- Born: 1765 London, England
- Died: 31 October 1822 (aged 56–57) Bath, Somerset, England
- Branch: Royal Navy
- Service years: 1778–1822
- Rank: Rear-Admiral
- Commands: Chatham, Adelphi, Esther, HMS Raven, San Nicholas, HMS Van Tromp, HMS Temeraire, HMS Monarch, HMS Foudroyant, HMS Goliath
- Spouse: Hannah Elrington Puget

= Peter Puget =

British naval officer and explorer

Peter Puget (1765 – 31 October 1822) was an officer in the Royal Navy, best known for his exploration of Puget Sound, which is named for him.

==Midshipman Puget==
Puget's ancestors had fled France for Britain during Louis XIV's persecution of the Huguenots. His father, John, was a successful merchant and banker, but died in 1767, leaving Puget's mother, Esther, with two sons and three daughters. In 1778, twelve-year-old Peter entered the navy as a midshipman and served on the following ships:

- 1778: HMS Dunkirk, an ageing 60 gun two-decker, Captain John Milligan. Harbour service.
- December 1779: HMS Syren, frigate, Captain Edmund Dodd. Patrolled North Sea, battling blockade runners.
- 1780: HMS Lowestoffe, 32, Captain Edmund Dodd, (transferred from Syren); bound for the West Indies squadron. There, Puget served with a small force of naval gunners reinforcing the garrison at St. Kitts, and survived the defence of Brimstone Hill against the vastly superior forces of French Admiral de Grasse (see Battle of St. Kitts). Probably served in Rodney and Hood's victory of 12 April 1782 at the Battle of the Saintes.

Records of point placements:
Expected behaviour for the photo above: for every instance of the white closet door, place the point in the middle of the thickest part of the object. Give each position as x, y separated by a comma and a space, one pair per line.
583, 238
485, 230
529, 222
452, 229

> _Prompt_
Please write the next part of the Peter Puget article, picking up after its last sentence. None of the entries are needed here.

> _Final result_
- November 1782: HMS Thetis, 38, Captain John Blankett; Gibraltar and Mediterranean
- 1783: HMS Europa, 50, Captain James Vashon, flying the broad pennant of Commodore Alan Gardner; service in Jamaica. Met then-Lieutenant George Vancouver. Paid off in 1787.
- 1787: Rejoined Captain Dodd on the Lowestoffe, but within two months, that was paid off too.
- 1788 (?): East Indiaman Prince

==Lieutenant Puget and the Discovery==

Upon returning to Britain, Puget was assigned to HMS Discovery, temporarily as a master's mate, and then commissioned as her 3rd lieutenant on 11 June 1790
to assist in its fitting out for an exploration of the South Pacific. During the Nootka Crisis, however, it was used as a depot vessel. When the crisis ended with the Treaty of Nootka Sound, the mission changed; the first priority was to physically accept possession of the Sound from the Spanish. An accurate survey the North American Pacific Coast, and other surveys, were important secondary missions. Because the Admiralty, following the Mutiny on the Bounty incident, had ordered, as a precaution against mutiny, that ships no longer make such long voyages alone, the armed tender HMS Chatham was assigned to the expedition, and HMS Daedalus was to bring supplies a year later.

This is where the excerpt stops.